TASK DETAILS: Can you substitute "single point" for "single dot" in all of the rows below and give them back with nothing else changed?

EXERCISE MATERIAL:

┏━━

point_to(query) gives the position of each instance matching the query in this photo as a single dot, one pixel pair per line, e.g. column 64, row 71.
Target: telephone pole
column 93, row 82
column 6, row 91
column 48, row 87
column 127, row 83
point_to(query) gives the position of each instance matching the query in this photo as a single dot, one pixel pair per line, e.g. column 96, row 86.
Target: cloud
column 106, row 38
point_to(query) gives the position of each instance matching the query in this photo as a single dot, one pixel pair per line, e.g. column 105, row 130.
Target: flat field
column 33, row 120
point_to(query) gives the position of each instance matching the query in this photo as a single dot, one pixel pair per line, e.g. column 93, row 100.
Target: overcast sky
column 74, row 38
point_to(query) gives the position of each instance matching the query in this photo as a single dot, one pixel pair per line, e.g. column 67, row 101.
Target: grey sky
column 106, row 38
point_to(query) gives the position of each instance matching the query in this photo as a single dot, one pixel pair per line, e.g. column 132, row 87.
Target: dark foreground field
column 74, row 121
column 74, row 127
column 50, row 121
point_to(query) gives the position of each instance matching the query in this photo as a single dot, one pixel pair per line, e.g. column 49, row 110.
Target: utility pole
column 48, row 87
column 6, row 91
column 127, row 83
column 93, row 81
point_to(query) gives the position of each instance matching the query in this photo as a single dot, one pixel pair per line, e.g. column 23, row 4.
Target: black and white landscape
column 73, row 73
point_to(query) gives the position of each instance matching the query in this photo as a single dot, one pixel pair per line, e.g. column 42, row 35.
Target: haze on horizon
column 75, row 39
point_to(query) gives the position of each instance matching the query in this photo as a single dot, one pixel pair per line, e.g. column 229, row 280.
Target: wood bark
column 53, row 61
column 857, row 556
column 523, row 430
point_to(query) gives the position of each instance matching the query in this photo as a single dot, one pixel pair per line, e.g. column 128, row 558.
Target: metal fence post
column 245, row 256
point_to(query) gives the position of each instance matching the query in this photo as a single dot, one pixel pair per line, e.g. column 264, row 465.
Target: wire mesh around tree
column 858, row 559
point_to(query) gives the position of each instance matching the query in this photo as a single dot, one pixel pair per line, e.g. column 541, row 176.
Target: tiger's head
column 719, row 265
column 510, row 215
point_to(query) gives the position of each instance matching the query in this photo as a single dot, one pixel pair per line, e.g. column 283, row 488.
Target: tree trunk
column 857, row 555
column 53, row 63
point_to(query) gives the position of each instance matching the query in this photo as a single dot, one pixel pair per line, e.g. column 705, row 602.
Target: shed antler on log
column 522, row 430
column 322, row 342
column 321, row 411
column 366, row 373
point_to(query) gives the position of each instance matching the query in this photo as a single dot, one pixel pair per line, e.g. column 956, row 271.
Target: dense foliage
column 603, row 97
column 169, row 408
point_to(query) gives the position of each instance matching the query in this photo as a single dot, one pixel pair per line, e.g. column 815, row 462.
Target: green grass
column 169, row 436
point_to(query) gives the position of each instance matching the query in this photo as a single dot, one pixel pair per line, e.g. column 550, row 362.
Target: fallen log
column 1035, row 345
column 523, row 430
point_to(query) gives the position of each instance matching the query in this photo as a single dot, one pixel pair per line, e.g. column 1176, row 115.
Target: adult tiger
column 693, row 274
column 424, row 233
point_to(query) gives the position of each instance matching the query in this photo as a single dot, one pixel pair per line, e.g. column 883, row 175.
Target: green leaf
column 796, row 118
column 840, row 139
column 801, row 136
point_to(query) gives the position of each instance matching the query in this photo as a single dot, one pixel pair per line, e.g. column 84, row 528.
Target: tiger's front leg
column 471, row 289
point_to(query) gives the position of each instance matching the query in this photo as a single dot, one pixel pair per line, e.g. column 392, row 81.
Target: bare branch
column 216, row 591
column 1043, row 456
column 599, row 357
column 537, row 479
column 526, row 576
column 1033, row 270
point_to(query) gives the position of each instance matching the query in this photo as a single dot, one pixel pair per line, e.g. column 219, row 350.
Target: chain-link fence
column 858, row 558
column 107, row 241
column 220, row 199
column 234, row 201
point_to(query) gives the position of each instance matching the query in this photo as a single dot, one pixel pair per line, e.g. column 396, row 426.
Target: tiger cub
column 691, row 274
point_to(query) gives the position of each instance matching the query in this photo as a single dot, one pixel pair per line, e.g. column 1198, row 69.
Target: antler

┗━━

WRITTEN SOLUTION:
point_to(query) gives the position of each instance matching the query in this photo as a single point, one pixel pair per line, e.g. column 64, row 71.
Target: telephone pole
column 93, row 82
column 6, row 91
column 48, row 87
column 127, row 83
point_to(query) gives the position of each instance matching the query in this photo as a single point, one pixel pair per line, e.g. column 96, row 86.
Target: cloud
column 106, row 38
point_to(query) gives the position of each instance matching the query in this photo as a single point, one pixel pair per line, e.g. column 105, row 130.
Target: flat field
column 33, row 120
point_to(query) gives the position of each instance matching the query in this photo as a single point, one pixel pair per line, e.g. column 93, row 100.
Target: overcast sky
column 74, row 38
point_to(query) gives the position of each instance matching the query in this photo as a single point, one pixel pair per line, e.g. column 67, row 101.
Target: grey sky
column 106, row 38
point_to(query) gives the position of each instance matching the query in this photo as a single point, one pixel pair per line, e.g. column 132, row 87.
Target: dark foreground field
column 74, row 121
column 74, row 127
column 50, row 121
point_to(query) gives the position of each instance matching the query in this photo as a single point, one pixel pair per line, e.g. column 49, row 110.
Target: utility pole
column 48, row 87
column 6, row 91
column 127, row 83
column 93, row 81
point_to(query) gives the position of each instance matching the query in this photo as a single point, one pixel pair per line, e.g. column 23, row 4.
Target: black and white landscape
column 73, row 73
point_to(query) gives the position of each instance matching the query in this photo as a single point, one pixel pair per line, e.g. column 42, row 35.
Target: haze on horizon
column 75, row 39
point_to(query) gives the position of each instance matching the query in this photo as a single point, one pixel pair per line, e.g. column 229, row 280.
Target: wood bark
column 53, row 61
column 857, row 556
column 523, row 430
point_to(query) gives the position of each instance matching the query in this photo as a single point, one pixel pair per line, e.g. column 128, row 558.
Target: metal fence post
column 245, row 256
point_to(query) gives the position of each instance matching the query in this photo as a single point, one pixel pair per line, e.g. column 264, row 465.
Target: wire mesh around tree
column 858, row 559
point_to(query) gives the position of each instance matching the query in this photo as a single point, one pixel pair per line, e.g. column 541, row 176.
Target: tiger's head
column 719, row 265
column 510, row 215
point_to(query) gives the position of each instance matching the query in this photo as a single point, one pixel pair per line, e.g. column 283, row 488.
Target: tree trunk
column 857, row 555
column 53, row 63
point_to(query) gives the position of each instance matching the query in this photo as a single point, one pixel pair per line, e.g. column 705, row 602.
Target: shed antler on log
column 522, row 430
column 322, row 342
column 321, row 411
column 366, row 373
point_to(query) gives the position of each instance matching the query in this photo as a single point, one pixel pair per line, e.g. column 956, row 271.
Target: dense foliage
column 603, row 97
column 169, row 408
point_to(query) gives the position of each instance matching the query in this photo as a single point, one pixel pair per line, e.g. column 815, row 462.
Target: green grass
column 169, row 436
point_to(query) gives the position of each instance matching the query in this photo as a single point, one pixel pair per line, e.g. column 550, row 362.
Target: fallen log
column 1035, row 345
column 523, row 430
point_to(query) gives the position of each instance matching the query in this photo as a single point, one pixel pair per line, e.g. column 1176, row 115.
Target: adult tiger
column 693, row 274
column 424, row 233
point_to(query) gives the position of each instance matching the query in this photo as a single point, one pixel pair per line, e.g. column 883, row 175.
Target: green leaf
column 796, row 118
column 840, row 139
column 801, row 136
point_to(query) gives the position of each instance matching the query in this photo as a single point, one pixel pair per line, e.g. column 84, row 528.
Target: tiger's front leg
column 471, row 289
point_to(query) gives the position of each instance matching the query in this photo as a single point, one pixel pair per line, e.g. column 392, row 81.
Target: bare branch
column 216, row 591
column 1043, row 456
column 599, row 357
column 537, row 479
column 526, row 576
column 1033, row 270
point_to(query) gives the position of each instance matching the query in this photo as a single point, one pixel pair per line, e.g. column 219, row 350.
Target: chain-link fence
column 858, row 558
column 107, row 241
column 220, row 199
column 234, row 201
point_to(query) gives the position of each instance matching the query in this photo as a single point, one pixel pair per line, e.g. column 396, row 426.
Target: tiger cub
column 691, row 274
point_to(query) gives the position of each instance matching the query in this photo as a single point, one pixel pair per line, e.g. column 1198, row 69.
Target: antler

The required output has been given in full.